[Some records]
--- --- ---

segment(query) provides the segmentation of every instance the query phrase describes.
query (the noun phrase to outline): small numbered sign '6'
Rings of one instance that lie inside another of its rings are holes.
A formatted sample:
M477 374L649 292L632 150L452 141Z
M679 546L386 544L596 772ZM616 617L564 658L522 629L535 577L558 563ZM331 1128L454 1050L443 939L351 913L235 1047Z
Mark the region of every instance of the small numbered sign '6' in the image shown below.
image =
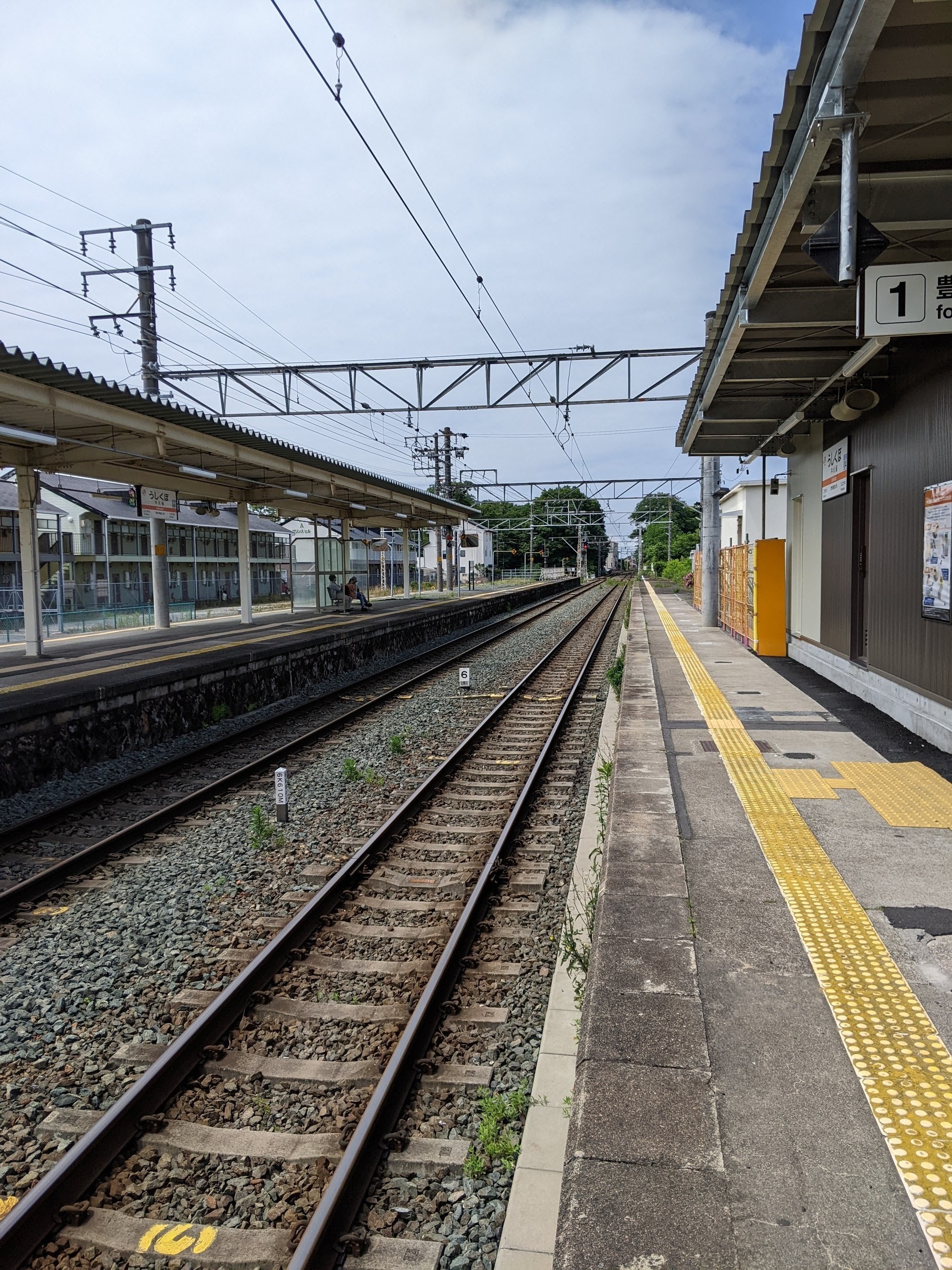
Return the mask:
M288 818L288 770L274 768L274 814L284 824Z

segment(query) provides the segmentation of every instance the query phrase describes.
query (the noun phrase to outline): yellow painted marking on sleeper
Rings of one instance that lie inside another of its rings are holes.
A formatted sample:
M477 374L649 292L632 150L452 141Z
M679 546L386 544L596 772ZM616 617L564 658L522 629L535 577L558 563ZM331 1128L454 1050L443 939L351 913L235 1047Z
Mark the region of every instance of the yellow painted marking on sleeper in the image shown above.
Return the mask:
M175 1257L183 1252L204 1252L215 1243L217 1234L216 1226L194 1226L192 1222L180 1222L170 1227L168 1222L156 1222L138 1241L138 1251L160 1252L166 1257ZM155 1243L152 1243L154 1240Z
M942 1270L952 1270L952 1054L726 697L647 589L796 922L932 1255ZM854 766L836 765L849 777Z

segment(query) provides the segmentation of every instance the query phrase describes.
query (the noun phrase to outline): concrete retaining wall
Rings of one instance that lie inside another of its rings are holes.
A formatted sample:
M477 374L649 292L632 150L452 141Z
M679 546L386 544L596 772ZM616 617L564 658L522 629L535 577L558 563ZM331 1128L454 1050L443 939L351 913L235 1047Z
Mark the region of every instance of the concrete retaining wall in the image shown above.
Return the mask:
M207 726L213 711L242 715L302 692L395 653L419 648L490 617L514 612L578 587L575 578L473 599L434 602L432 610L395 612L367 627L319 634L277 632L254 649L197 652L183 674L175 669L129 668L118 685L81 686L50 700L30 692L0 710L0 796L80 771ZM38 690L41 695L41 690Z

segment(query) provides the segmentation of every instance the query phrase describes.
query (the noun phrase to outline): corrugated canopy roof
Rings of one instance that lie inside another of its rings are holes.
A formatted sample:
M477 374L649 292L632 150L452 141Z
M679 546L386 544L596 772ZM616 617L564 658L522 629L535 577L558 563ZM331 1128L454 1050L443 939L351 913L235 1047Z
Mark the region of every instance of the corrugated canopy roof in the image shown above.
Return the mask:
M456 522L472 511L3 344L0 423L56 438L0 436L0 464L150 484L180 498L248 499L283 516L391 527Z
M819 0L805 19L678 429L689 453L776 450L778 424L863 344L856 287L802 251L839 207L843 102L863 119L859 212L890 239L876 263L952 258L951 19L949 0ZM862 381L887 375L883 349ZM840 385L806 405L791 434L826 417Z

--- --- ---

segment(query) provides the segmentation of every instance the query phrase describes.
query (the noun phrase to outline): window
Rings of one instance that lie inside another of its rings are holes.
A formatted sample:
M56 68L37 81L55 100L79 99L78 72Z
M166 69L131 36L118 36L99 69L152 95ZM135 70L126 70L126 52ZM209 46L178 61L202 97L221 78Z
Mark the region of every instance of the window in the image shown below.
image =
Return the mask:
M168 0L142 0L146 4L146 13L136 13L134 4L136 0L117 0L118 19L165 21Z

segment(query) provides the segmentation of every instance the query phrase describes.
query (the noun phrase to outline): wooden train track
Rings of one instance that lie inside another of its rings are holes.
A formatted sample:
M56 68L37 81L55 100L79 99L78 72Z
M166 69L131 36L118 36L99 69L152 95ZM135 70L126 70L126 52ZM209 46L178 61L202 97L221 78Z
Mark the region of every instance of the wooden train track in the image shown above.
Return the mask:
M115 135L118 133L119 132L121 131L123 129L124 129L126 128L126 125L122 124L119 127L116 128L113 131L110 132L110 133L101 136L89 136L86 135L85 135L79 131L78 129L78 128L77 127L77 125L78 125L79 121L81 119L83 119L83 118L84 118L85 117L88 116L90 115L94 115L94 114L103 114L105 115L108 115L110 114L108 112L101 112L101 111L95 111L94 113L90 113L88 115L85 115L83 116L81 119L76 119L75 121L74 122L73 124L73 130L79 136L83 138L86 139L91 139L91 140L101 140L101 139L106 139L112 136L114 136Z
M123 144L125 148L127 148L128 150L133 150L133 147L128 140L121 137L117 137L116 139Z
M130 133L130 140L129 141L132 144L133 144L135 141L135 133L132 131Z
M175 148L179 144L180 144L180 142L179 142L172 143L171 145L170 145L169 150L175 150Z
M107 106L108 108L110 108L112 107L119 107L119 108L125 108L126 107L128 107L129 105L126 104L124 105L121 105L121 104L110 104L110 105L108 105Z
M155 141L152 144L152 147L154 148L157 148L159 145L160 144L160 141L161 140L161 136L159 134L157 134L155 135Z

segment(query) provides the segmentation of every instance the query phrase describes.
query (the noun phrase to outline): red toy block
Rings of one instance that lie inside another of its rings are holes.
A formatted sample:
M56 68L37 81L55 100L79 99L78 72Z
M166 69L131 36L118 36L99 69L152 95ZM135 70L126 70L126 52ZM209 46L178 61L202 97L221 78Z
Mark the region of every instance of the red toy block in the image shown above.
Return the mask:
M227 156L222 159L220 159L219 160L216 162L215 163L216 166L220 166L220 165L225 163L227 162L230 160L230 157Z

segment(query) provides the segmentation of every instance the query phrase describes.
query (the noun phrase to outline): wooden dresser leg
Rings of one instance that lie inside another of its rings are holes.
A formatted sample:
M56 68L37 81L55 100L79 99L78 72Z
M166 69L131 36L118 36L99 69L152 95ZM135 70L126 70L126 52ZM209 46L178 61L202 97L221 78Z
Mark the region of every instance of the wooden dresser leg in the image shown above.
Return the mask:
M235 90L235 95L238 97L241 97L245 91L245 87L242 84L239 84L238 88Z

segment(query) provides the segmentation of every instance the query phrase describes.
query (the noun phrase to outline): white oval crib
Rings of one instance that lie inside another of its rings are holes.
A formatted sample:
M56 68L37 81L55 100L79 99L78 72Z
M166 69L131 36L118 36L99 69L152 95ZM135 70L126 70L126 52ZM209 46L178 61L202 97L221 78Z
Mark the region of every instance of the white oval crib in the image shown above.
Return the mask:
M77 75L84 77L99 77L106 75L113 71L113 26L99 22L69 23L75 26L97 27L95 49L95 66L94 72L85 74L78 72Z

--- --- ---

EXERCISE ▸ Count the lines of the entries that contain the string "white", with case counting. Give only the number.

EXERCISE OUTPUT ▸ 2